- [YOUR ASSIGNMENT]: An exact transcription is needed, beginning at the line with "Could you please point to the reflection" and ending at the last line of the listing, with pictures left out and nothing else added.

- [DATASET ENTRIES]:
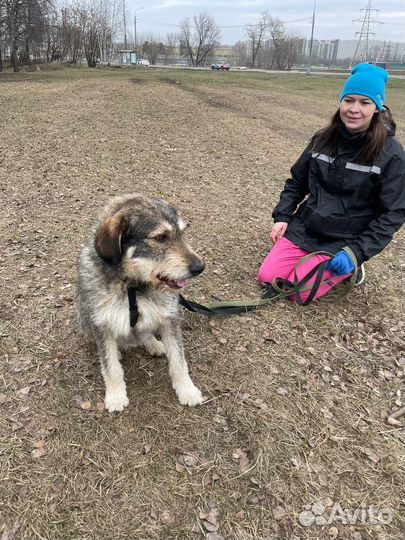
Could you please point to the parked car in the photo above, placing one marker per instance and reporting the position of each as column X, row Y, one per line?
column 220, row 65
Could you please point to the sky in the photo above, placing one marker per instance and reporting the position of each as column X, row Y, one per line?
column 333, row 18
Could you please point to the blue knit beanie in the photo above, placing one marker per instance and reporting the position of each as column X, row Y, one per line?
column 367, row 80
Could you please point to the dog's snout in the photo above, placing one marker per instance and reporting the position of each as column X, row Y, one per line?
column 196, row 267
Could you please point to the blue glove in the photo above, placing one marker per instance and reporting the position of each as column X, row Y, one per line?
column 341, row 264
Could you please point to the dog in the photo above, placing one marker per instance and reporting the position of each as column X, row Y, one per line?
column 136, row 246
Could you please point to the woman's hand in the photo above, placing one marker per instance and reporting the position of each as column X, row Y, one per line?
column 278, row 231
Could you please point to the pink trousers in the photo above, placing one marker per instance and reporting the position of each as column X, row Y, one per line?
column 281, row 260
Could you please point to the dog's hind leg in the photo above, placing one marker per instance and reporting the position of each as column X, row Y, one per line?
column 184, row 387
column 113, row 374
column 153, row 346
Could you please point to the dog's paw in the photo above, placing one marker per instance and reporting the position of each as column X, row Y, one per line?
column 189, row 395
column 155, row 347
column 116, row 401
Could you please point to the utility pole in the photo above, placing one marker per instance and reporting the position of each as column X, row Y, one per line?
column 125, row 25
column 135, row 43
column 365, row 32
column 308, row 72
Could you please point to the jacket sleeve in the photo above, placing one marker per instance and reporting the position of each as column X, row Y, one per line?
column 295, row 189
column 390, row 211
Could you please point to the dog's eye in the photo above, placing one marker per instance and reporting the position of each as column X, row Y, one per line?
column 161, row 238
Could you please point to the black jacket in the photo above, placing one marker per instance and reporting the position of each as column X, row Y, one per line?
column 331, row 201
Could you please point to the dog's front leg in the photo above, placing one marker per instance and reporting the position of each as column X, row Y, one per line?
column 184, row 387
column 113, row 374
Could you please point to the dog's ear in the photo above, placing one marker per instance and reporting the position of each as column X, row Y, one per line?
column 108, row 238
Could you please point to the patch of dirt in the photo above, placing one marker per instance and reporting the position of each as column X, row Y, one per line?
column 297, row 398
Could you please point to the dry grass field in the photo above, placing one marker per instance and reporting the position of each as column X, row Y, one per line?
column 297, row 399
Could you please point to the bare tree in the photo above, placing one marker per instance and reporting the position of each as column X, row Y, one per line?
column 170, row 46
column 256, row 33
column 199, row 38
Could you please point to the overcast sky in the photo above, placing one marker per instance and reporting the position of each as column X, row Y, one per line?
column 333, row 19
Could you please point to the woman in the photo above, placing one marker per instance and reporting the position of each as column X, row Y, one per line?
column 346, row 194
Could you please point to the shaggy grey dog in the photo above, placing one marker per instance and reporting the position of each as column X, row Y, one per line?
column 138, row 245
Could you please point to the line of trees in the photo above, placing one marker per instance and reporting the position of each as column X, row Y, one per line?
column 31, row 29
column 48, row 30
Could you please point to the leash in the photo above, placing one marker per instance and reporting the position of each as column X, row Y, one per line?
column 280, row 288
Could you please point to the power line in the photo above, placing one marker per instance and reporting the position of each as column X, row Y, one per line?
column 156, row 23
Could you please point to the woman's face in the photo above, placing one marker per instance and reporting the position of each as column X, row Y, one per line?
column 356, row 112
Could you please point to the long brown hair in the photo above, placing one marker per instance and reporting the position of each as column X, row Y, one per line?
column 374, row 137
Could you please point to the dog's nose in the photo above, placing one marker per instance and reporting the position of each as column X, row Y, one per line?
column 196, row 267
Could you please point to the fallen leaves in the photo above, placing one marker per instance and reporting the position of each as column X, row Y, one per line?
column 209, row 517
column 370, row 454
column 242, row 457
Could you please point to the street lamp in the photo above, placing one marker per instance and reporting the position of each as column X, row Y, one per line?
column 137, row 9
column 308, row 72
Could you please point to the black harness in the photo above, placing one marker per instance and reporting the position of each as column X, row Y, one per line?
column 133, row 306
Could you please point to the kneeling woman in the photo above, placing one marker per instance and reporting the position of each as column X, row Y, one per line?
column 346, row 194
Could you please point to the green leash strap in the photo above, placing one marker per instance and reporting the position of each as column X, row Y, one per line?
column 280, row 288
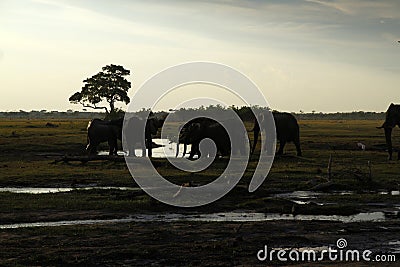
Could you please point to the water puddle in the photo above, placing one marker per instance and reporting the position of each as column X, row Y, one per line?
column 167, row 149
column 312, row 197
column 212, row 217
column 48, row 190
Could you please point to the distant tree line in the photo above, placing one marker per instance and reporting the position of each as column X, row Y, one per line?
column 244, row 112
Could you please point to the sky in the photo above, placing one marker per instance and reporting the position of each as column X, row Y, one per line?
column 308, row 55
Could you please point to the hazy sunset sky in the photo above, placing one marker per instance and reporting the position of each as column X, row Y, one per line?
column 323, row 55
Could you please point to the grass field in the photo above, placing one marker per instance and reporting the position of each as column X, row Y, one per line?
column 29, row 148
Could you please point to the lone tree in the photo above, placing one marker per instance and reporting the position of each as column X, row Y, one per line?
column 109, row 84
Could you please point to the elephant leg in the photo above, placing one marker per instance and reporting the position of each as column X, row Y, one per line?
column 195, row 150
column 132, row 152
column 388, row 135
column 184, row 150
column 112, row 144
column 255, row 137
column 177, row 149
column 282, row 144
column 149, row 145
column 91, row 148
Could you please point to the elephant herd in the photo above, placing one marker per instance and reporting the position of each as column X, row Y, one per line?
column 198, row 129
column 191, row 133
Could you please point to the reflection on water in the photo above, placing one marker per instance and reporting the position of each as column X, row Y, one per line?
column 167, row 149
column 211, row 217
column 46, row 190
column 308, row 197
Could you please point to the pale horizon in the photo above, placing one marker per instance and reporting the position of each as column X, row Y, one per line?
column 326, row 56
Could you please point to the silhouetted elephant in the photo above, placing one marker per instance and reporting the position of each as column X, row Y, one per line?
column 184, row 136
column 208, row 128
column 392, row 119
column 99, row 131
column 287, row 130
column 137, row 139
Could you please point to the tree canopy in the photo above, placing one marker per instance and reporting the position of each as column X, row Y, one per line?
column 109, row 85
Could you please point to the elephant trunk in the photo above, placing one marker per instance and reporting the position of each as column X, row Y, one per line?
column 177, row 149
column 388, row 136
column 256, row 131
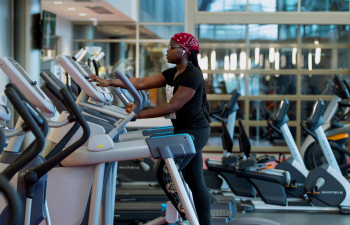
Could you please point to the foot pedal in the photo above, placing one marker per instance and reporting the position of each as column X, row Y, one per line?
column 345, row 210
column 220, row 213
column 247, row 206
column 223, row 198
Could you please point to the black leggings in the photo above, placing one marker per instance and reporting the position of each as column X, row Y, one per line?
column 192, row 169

- [EXERCISE RESULT]:
Could you please point to the reflection on water in the photo above, placing one marker per instance and reporting the position of each as column X, row Y, one per line?
column 167, row 149
column 211, row 217
column 46, row 190
column 308, row 197
Could you please point to the pale horizon in the photo above, placing one marker per instance and reporting the position of each as column X, row Y, one per line?
column 326, row 56
Could you please point to the silhouetted elephant in the photo above, placing one marker per instance and reporting the position of each as column X, row Y, one per line?
column 184, row 136
column 208, row 128
column 392, row 119
column 99, row 131
column 287, row 130
column 137, row 139
Could you please point to the tree canopy in the photo above, placing one marker per instance and reporting the position of each as column X, row Y, one per line?
column 109, row 85
Could you please point to the elephant trunk in the photo above, placing one marker per instance and reporting the position of each as column X, row Y, one per line?
column 177, row 149
column 388, row 136
column 256, row 131
Could you please point to the foot pedal in the photo above, placing one marker per instance and reporting the position of each as column X, row Y, one per line?
column 345, row 210
column 220, row 213
column 247, row 206
column 223, row 198
Could you please point to the black leggings in the photo above, placing one marker per instance and reporting the position of each as column X, row Y, one per line?
column 192, row 169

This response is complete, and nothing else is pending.